* _課題の指示_: 森元首相をめぐる本文から、「山田孝男氏◇森元首相はなぜ不問なのか?裏金問題・五輪汚職のキーパーソンなのに」を含む語句で始まり「る。それで何が解明できるか。」で終わる部分を、一字も変えずに書き写して返しなさい。

山田孝男氏◇森元首相はなぜ不問なのか?裏金問題・五輪汚職のキーパーソンなのに
絵・五十嵐晃氏
■裏金にせよ、五輪汚職にせよ、森元首相は重要な役割を担ってきた
毎日新聞を活用しています/「森(喜朗)元首相は調査しないのか?」。岸田文雄首相は明らかに森元首相に遠慮している。裏金問題の衆院予算委では「森に聞け」と野党に責められ、ハイ、とは言えない。岸田内閣は安倍派の協力がなければできなかった。安倍派は瓦解(がかい)したが、森は、なおゴッドファーザーである。86歳。森とは2日に1度、電話で話すと、首相就任直後の岸田に聞いた記憶がある。派閥の政治資金パーティーの収入を裏金として議員に還流する――という安倍派の悪習は、森がこの派閥の会長だった20年前から始まった。安倍派の幹部が証言している。つまり、森は裏金づくりの経緯を知るキーパーソンである。ところが、岸田主導の聞き取り調査はキーパーソン抜きで行われる。それで何が解明できるか。

領域指示データ
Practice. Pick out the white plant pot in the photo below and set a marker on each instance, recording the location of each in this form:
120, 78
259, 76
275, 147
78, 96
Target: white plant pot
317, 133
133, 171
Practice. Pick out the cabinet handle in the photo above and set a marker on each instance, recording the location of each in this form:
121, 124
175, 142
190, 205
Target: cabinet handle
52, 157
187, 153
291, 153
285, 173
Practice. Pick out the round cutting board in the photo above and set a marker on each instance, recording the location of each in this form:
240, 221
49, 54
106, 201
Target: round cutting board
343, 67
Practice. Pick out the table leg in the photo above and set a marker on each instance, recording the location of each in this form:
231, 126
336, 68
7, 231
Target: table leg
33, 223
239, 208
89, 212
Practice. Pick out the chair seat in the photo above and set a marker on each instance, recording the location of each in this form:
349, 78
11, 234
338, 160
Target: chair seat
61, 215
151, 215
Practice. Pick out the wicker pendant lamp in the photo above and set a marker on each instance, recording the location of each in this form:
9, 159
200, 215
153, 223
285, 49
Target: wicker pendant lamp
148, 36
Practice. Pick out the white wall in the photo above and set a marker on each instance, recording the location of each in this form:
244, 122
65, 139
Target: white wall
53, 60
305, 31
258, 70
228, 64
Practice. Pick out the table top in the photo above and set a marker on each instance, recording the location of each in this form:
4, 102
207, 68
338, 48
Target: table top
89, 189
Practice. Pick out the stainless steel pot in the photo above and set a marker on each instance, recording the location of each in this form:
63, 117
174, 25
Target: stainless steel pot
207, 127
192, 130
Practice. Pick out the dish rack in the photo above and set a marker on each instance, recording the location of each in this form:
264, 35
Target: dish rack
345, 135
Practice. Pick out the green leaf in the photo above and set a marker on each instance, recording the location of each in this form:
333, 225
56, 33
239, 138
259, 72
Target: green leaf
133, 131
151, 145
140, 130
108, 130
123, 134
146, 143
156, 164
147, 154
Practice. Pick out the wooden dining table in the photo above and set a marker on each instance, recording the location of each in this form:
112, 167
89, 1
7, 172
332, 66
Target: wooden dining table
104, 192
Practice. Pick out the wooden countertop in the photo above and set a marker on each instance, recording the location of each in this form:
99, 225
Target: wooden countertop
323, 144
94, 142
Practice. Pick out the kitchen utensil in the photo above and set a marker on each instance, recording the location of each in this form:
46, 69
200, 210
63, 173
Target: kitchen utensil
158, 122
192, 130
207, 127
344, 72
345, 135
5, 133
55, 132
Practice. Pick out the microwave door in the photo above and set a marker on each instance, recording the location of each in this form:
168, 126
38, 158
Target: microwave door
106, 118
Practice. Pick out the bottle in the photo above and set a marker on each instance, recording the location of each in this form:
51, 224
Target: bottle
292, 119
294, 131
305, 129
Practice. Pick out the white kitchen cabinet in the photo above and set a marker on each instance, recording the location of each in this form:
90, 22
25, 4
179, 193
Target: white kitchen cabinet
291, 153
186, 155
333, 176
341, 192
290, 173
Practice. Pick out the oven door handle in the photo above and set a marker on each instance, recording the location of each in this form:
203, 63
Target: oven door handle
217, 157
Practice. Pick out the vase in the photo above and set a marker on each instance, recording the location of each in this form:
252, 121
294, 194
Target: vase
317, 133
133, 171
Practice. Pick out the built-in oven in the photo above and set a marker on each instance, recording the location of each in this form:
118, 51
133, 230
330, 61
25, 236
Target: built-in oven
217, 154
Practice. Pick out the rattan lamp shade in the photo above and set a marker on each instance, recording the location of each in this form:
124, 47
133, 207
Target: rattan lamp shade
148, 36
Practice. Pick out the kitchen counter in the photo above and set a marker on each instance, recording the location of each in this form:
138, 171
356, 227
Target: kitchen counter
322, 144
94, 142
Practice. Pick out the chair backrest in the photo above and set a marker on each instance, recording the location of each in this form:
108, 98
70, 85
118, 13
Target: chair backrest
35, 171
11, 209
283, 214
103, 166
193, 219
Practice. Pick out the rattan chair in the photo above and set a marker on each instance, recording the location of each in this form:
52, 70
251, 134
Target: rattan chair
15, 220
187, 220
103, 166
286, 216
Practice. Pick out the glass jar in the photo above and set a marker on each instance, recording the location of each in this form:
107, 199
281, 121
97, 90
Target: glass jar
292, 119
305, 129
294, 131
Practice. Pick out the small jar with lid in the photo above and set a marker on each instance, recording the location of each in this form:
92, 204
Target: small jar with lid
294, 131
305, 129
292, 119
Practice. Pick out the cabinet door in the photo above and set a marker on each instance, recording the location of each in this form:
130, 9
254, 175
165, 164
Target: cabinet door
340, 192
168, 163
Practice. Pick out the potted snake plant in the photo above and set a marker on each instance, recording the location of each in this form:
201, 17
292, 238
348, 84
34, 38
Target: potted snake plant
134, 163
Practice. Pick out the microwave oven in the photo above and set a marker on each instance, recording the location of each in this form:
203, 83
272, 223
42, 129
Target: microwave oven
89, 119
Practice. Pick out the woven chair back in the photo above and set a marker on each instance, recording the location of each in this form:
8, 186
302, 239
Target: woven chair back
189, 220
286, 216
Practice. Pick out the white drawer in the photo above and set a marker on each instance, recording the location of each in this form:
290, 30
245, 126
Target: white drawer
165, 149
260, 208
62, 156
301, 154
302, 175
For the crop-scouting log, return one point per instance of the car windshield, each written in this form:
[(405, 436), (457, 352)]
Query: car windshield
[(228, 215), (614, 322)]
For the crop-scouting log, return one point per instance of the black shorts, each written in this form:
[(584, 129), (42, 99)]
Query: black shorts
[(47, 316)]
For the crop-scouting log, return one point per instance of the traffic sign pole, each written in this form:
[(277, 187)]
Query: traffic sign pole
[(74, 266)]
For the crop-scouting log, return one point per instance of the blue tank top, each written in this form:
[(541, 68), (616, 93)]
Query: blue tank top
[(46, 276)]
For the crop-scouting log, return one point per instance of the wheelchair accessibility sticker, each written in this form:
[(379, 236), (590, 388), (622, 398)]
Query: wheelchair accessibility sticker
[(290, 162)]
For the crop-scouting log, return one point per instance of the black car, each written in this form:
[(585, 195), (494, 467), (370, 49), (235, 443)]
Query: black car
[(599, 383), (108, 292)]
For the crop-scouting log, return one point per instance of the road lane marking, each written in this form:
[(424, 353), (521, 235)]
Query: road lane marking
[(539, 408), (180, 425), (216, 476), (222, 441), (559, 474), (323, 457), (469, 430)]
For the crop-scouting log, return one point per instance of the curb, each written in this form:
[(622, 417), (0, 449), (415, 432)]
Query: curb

* _課題の解答_:
山田孝男氏◇森元首相はなぜ不問なのか?裏金問題・五輪汚職のキーパーソンなのに
絵・五十嵐晃氏
■裏金にせよ、五輪汚職にせよ、森元首相は重要な役割を担ってきた
毎日新聞を活用しています/「森(喜朗)元首相は調査しないのか?」。岸田文雄首相は明らかに森元首相に遠慮している。裏金問題の衆院予算委では「森に聞け」と野党に責められ、ハイ、とは言えない。岸田内閣は安倍派の協力がなければできなかった。安倍派は瓦解(がかい)したが、森は、なおゴッドファーザーである。86歳。森とは2日に1度、電話で話すと、首相就任直後の岸田に聞いた記憶がある。派閥の政治資金パーティーの収入を裏金として議員に還流する――という安倍派の悪習は、森がこの派閥の会長だった20年前から始まった。安倍派の幹部が証言している。つまり、森は裏金づくりの経緯を知るキーパーソンである。ところが、岸田主導の聞き取り調査はキーパーソン抜きで行われる。それで何が解明できるか。